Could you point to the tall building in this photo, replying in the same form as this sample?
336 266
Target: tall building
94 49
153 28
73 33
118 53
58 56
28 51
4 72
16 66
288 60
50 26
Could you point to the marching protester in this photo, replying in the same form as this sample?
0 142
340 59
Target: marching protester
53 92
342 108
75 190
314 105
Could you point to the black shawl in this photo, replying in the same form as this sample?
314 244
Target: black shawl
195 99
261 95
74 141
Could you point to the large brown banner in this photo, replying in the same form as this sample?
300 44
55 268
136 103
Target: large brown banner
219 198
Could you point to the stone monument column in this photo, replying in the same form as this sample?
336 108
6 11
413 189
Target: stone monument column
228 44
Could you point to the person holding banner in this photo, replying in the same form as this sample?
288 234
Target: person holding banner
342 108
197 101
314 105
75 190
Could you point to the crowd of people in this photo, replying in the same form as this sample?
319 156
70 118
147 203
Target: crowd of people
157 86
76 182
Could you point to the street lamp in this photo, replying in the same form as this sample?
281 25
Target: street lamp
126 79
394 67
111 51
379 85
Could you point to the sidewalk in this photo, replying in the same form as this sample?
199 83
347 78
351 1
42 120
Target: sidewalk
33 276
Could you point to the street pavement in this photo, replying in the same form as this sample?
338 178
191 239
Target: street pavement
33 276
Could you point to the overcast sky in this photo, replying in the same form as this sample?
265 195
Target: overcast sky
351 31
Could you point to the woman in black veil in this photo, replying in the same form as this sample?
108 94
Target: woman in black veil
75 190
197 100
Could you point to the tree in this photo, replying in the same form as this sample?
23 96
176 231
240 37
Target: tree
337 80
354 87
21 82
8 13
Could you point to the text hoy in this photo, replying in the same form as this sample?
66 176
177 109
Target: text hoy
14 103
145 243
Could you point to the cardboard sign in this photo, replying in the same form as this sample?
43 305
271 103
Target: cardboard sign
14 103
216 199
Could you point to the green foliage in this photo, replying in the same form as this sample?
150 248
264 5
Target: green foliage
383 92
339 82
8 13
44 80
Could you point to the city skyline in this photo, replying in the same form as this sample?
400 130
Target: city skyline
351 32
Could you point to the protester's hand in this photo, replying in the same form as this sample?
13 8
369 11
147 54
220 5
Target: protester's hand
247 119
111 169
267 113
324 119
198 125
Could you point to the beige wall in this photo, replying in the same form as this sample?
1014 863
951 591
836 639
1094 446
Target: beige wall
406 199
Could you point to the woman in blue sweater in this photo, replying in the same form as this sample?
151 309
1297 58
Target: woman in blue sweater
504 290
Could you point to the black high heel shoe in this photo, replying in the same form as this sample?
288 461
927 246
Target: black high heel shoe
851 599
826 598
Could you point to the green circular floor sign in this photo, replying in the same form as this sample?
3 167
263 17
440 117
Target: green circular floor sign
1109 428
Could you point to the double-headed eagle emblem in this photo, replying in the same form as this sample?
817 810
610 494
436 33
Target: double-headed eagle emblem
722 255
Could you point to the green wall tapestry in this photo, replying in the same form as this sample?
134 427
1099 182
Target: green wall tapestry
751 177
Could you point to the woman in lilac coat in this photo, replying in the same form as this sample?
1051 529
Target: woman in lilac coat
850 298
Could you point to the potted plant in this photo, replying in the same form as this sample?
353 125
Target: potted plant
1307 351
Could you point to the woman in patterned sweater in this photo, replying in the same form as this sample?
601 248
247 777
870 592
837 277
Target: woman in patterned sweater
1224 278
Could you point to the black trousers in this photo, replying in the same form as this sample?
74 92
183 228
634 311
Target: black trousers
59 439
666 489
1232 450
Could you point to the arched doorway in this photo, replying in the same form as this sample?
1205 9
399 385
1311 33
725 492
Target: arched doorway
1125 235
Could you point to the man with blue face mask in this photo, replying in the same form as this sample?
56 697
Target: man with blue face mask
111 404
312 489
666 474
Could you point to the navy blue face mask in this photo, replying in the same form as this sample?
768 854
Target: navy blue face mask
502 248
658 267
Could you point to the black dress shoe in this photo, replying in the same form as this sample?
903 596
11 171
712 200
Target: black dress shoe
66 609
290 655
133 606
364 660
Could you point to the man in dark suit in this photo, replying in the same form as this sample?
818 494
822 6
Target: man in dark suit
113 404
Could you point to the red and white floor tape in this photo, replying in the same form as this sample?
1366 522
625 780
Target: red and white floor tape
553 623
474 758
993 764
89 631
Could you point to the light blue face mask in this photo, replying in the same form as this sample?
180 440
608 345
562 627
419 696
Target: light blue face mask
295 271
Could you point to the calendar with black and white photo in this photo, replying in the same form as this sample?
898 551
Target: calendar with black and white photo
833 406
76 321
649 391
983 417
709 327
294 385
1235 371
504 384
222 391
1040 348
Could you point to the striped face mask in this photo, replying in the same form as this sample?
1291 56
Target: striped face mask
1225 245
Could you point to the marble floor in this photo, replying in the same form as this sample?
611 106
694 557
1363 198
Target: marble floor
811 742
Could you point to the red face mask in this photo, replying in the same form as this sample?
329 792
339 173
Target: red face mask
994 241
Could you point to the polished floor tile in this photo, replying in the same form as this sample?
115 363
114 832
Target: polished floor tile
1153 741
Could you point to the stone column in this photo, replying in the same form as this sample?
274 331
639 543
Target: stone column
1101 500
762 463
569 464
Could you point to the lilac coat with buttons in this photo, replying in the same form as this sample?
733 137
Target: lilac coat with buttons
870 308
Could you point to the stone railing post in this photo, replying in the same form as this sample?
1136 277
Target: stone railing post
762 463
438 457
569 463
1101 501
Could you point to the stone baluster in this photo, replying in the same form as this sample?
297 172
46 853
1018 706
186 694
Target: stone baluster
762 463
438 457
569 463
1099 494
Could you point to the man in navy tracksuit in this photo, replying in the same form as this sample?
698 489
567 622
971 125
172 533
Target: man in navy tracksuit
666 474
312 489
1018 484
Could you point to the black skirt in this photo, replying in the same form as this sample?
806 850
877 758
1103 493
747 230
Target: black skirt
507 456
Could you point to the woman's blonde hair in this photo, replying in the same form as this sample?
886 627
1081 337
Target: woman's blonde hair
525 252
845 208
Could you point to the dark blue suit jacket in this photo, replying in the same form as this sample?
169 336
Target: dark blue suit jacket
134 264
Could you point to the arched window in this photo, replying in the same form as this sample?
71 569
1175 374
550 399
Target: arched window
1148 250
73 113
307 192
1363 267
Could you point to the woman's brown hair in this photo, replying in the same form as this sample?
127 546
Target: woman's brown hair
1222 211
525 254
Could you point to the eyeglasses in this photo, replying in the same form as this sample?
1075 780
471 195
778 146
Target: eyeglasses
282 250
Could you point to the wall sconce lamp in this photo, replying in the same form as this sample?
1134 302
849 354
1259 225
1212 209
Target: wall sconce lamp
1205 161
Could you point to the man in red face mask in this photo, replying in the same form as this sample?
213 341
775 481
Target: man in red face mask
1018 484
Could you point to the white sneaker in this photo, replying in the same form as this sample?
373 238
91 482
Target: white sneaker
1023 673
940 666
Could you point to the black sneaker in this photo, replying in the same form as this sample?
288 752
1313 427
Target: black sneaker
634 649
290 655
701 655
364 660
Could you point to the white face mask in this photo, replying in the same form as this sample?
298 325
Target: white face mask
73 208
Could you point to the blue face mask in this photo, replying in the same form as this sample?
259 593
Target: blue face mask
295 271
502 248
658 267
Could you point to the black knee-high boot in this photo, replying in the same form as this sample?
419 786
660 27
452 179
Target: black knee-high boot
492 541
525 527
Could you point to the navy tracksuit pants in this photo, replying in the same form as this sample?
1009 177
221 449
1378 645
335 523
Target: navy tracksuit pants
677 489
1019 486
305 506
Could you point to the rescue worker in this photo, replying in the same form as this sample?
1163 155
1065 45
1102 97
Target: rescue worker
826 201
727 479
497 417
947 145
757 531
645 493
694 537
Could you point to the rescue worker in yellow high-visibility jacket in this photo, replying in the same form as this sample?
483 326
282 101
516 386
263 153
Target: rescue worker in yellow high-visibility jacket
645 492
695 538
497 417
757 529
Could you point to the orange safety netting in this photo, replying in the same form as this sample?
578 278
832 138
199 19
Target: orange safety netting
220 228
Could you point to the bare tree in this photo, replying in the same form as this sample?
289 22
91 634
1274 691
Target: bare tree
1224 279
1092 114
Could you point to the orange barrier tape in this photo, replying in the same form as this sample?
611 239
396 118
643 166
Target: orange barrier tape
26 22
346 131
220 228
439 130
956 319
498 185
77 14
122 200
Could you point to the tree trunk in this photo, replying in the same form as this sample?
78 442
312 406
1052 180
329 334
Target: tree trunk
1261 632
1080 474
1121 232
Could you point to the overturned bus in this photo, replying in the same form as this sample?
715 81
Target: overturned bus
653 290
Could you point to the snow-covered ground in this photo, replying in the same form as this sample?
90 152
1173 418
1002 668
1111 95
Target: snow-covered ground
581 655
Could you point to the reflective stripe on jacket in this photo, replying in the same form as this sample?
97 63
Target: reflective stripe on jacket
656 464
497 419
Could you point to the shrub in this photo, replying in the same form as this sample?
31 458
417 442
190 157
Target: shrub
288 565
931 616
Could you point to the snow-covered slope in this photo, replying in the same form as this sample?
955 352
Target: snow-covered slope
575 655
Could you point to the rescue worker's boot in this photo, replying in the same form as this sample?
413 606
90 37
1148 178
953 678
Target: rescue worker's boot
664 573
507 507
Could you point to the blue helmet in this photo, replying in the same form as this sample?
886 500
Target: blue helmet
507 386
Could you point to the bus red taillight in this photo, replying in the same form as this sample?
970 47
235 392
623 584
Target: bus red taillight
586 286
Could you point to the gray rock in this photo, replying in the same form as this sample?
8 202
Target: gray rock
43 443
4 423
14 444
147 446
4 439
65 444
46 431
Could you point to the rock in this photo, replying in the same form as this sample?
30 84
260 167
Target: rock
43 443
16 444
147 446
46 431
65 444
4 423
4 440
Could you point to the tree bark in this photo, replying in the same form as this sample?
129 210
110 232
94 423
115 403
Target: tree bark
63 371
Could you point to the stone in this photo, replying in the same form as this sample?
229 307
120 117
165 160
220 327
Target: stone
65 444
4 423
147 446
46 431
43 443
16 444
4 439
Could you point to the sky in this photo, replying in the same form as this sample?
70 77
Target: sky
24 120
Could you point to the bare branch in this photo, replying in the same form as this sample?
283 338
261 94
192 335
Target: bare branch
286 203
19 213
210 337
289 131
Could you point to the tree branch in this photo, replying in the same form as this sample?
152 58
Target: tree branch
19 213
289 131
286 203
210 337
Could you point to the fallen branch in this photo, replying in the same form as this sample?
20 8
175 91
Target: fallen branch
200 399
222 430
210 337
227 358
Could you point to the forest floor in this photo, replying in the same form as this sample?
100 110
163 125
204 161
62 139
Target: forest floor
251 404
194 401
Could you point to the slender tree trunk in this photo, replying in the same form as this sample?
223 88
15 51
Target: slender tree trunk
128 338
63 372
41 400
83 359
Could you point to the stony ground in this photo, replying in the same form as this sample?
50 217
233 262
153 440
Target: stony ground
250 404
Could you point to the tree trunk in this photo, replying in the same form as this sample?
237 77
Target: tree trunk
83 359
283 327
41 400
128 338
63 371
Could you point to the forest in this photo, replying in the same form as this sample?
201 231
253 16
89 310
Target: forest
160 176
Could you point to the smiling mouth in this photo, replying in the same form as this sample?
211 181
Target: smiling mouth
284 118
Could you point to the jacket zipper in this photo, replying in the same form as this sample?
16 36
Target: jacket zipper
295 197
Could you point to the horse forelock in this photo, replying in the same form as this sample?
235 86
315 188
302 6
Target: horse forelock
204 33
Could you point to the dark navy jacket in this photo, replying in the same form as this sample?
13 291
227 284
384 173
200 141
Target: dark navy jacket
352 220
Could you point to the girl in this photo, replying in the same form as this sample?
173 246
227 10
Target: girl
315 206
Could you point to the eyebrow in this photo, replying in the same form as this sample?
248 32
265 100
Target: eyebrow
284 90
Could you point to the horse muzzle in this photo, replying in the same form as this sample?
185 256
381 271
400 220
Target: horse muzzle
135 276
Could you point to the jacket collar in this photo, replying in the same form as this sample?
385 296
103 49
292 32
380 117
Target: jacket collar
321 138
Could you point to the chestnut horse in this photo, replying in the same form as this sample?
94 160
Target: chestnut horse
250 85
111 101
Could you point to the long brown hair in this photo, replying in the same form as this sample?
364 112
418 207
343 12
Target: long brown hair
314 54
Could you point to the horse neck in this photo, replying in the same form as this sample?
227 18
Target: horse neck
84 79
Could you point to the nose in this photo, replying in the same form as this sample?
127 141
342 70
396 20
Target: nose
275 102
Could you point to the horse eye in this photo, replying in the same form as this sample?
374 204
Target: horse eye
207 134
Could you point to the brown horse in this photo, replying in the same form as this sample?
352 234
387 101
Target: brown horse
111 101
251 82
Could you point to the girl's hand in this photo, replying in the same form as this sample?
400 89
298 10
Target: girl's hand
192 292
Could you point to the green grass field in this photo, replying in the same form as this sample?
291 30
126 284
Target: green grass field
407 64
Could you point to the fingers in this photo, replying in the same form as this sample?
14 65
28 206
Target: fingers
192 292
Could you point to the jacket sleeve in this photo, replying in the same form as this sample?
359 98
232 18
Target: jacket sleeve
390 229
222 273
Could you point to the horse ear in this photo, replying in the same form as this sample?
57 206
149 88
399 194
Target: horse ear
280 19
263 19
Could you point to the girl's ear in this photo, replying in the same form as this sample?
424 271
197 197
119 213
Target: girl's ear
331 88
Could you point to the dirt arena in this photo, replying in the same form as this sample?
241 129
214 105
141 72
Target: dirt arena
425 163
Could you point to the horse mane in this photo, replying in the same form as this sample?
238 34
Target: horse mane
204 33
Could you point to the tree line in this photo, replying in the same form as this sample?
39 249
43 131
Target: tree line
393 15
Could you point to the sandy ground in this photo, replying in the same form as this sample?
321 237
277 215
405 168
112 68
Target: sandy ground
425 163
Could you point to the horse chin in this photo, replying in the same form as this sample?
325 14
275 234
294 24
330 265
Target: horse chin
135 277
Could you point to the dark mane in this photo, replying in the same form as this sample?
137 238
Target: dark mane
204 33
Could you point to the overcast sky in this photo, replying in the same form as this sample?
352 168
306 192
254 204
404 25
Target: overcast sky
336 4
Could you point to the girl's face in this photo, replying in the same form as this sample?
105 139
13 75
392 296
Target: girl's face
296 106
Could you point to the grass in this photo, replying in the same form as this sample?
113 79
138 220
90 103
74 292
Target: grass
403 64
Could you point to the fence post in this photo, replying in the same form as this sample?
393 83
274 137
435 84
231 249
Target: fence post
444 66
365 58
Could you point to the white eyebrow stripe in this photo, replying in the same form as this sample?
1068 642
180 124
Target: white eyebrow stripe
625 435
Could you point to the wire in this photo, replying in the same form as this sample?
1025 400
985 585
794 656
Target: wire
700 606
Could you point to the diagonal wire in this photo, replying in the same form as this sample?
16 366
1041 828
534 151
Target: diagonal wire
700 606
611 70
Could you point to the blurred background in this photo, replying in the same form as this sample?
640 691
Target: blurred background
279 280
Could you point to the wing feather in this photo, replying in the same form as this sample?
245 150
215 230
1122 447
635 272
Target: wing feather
***
=== Your task ===
Extract the lines above from the one containing "Could you point to the wire" to the last line, both included, exactly as written.

=== Solution ===
Could you point to the wire in this photo, replying in the same form as this sample?
1025 400
985 585
794 656
Target: wire
700 606
Could you point to the diagonal wire in this photo, replying in the same form as this sample?
16 366
1041 828
534 151
Target: diagonal wire
700 606
611 70
Could you point to the blurred background in this photo, replying in the same form as this sample?
640 691
Target: blurred background
279 280
Could you point to the wing feather in this photo, replying in the same form as this sample?
245 150
215 230
1122 447
635 272
Target: wing feather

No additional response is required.